___ Data shown ___

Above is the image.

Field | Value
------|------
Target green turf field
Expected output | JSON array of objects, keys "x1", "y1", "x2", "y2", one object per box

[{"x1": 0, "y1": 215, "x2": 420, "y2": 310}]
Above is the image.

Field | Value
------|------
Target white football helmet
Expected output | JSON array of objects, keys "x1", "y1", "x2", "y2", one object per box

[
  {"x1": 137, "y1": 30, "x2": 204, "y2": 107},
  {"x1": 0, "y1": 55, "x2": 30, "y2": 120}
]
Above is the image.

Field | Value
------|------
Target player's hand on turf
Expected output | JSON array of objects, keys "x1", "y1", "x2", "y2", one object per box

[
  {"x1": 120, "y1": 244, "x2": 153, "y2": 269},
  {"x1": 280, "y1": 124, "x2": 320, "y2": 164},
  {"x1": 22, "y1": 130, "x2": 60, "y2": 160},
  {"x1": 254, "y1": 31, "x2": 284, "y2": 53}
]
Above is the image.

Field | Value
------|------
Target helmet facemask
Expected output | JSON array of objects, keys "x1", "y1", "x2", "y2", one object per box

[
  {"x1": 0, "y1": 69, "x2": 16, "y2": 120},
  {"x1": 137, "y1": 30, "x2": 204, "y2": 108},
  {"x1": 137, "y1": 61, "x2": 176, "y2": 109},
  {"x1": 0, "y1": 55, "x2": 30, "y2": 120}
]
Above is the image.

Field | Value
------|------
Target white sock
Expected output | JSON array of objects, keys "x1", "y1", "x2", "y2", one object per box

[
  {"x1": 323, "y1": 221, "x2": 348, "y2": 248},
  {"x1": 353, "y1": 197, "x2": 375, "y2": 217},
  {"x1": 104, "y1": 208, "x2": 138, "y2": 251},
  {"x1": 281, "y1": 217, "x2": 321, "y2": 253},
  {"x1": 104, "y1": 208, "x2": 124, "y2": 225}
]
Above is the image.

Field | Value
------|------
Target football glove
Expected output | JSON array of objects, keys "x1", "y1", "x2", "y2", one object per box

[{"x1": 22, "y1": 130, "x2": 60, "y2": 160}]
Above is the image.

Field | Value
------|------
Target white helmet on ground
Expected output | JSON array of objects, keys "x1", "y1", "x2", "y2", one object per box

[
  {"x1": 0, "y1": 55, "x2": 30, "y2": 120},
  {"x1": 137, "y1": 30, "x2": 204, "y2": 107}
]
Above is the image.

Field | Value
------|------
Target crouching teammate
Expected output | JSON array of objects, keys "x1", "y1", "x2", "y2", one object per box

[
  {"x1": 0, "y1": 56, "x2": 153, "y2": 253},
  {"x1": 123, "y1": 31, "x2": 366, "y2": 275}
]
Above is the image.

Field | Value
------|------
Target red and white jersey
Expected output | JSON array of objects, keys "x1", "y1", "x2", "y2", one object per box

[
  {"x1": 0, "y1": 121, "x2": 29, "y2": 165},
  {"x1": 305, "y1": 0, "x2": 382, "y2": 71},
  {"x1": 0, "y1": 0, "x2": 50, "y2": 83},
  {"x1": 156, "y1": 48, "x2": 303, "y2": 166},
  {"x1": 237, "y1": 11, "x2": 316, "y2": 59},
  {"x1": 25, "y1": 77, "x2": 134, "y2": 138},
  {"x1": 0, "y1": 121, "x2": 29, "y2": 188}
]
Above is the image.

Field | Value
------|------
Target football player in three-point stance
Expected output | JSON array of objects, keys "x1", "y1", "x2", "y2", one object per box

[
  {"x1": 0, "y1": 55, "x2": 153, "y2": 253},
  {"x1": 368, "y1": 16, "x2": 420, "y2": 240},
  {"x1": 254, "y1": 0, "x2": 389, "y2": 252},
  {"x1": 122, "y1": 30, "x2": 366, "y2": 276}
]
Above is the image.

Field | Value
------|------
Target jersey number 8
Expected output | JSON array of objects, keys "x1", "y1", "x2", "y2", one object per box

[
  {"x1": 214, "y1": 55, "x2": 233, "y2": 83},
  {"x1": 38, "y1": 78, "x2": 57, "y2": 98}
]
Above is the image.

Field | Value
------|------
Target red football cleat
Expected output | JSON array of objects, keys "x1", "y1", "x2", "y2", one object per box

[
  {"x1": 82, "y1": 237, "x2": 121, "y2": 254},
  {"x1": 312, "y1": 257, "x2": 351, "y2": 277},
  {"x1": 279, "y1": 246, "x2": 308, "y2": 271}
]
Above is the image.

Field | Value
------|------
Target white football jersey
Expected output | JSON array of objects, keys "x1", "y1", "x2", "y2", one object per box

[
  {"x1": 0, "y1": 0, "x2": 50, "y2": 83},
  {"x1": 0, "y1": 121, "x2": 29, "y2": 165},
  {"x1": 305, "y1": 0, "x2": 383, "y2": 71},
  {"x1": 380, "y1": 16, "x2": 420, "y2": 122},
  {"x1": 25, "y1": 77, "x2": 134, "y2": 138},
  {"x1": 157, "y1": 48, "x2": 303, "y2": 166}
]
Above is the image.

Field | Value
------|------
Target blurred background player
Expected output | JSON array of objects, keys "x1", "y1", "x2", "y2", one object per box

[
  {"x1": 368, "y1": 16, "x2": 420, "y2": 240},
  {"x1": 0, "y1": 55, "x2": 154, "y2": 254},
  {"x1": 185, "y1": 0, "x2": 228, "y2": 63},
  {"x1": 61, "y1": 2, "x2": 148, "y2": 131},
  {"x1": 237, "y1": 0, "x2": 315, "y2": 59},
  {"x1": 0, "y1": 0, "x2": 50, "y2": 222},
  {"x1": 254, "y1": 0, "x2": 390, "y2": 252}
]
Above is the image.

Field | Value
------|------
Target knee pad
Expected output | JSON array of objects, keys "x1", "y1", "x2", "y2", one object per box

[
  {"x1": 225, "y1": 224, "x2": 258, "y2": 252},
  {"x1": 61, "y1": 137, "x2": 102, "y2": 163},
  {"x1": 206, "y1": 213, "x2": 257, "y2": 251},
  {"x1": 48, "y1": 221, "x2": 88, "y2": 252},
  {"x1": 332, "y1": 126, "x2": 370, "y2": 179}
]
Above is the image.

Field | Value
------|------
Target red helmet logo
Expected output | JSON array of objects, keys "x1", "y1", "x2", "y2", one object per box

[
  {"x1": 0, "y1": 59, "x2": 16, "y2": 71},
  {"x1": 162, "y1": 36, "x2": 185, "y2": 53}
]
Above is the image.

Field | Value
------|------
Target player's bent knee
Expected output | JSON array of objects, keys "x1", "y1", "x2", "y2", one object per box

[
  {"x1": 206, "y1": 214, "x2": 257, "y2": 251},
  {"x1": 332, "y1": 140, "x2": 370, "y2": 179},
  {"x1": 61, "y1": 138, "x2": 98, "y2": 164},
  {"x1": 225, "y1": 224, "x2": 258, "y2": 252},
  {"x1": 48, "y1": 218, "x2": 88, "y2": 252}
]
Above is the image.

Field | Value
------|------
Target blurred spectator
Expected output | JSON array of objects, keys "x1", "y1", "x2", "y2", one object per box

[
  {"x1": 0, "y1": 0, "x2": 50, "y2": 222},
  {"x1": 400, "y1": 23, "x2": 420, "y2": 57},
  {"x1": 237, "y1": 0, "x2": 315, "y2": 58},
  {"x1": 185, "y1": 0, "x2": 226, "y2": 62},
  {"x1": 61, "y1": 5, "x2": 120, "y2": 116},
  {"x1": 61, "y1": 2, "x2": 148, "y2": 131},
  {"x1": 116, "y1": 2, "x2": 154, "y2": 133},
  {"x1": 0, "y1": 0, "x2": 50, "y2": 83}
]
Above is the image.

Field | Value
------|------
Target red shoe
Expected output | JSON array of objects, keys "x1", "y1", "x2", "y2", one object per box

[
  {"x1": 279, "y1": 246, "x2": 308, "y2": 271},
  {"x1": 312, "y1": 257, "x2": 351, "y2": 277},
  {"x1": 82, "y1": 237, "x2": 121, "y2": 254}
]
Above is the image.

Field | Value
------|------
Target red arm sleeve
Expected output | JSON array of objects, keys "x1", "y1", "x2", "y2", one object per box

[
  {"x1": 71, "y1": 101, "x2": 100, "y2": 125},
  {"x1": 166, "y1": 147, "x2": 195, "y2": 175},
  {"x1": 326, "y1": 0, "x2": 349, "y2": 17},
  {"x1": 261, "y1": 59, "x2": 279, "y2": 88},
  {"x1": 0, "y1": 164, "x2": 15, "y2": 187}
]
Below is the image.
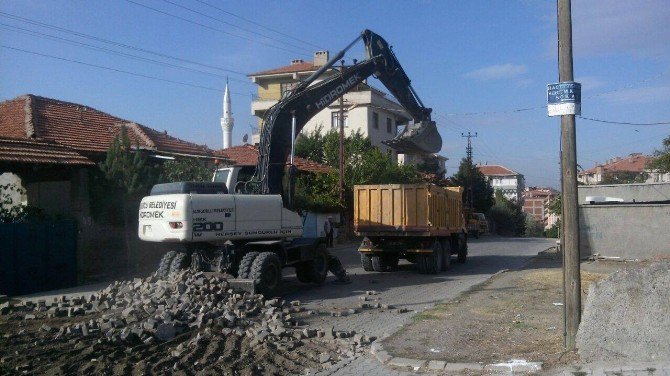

___

- Brief
List each line of the records above that contains the word "helmet".

- Written answer
Target white football helmet
Target helmet facemask
Target white helmet on ground
Target red helmet logo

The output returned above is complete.